GIVEN PROBLEM> Reproduce each of the following lines precisely as it appears.

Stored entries
__________
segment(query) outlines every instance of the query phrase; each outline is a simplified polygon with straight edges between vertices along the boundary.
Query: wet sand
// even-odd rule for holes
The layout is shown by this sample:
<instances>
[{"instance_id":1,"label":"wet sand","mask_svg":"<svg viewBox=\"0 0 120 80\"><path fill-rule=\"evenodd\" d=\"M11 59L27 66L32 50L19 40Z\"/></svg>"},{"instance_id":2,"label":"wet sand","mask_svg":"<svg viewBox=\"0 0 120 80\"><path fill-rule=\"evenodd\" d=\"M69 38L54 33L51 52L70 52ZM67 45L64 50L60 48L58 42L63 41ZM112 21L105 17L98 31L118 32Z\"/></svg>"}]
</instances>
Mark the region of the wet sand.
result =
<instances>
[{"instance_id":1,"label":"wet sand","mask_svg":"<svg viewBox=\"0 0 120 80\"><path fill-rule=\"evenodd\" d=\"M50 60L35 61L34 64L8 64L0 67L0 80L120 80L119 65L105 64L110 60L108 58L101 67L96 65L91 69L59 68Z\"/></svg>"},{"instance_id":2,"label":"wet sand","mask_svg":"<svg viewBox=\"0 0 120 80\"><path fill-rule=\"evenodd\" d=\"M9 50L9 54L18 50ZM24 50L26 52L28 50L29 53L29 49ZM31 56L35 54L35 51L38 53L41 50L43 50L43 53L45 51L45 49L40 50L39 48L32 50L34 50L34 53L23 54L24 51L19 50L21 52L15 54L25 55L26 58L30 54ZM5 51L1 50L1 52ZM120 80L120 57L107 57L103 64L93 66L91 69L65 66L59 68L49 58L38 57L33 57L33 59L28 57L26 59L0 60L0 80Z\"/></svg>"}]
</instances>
__________
CORRECT RESULT>
segment(query) outlines every instance of the query phrase; each outline is a simplified polygon with straight edges between vertices along the boundary.
Query: wet sand
// even-odd rule for holes
The layout is shown by this sample:
<instances>
[{"instance_id":1,"label":"wet sand","mask_svg":"<svg viewBox=\"0 0 120 80\"><path fill-rule=\"evenodd\" d=\"M11 59L27 66L32 50L19 40Z\"/></svg>"},{"instance_id":2,"label":"wet sand","mask_svg":"<svg viewBox=\"0 0 120 80\"><path fill-rule=\"evenodd\" d=\"M69 38L54 33L51 52L70 52ZM67 45L64 50L60 48L58 42L63 41ZM112 21L105 17L98 31L118 32Z\"/></svg>"}]
</instances>
Mark the region of the wet sand.
result =
<instances>
[{"instance_id":1,"label":"wet sand","mask_svg":"<svg viewBox=\"0 0 120 80\"><path fill-rule=\"evenodd\" d=\"M50 60L35 61L34 64L8 64L0 67L0 80L120 80L119 65L105 64L110 60L108 58L101 67L96 65L91 69L59 68Z\"/></svg>"},{"instance_id":2,"label":"wet sand","mask_svg":"<svg viewBox=\"0 0 120 80\"><path fill-rule=\"evenodd\" d=\"M9 50L9 54L18 50ZM24 50L26 52L28 50L29 53L29 49ZM31 56L35 54L35 51L38 53L41 50L43 50L43 53L45 51L45 49L40 50L39 48L32 50L34 50L34 53L23 54L24 51L19 50L21 52L15 54L25 55L26 58L30 54ZM5 51L1 50L1 52ZM120 80L120 57L107 57L103 64L93 66L91 69L65 66L59 68L49 58L38 57L33 57L33 59L28 57L26 59L0 60L0 80Z\"/></svg>"}]
</instances>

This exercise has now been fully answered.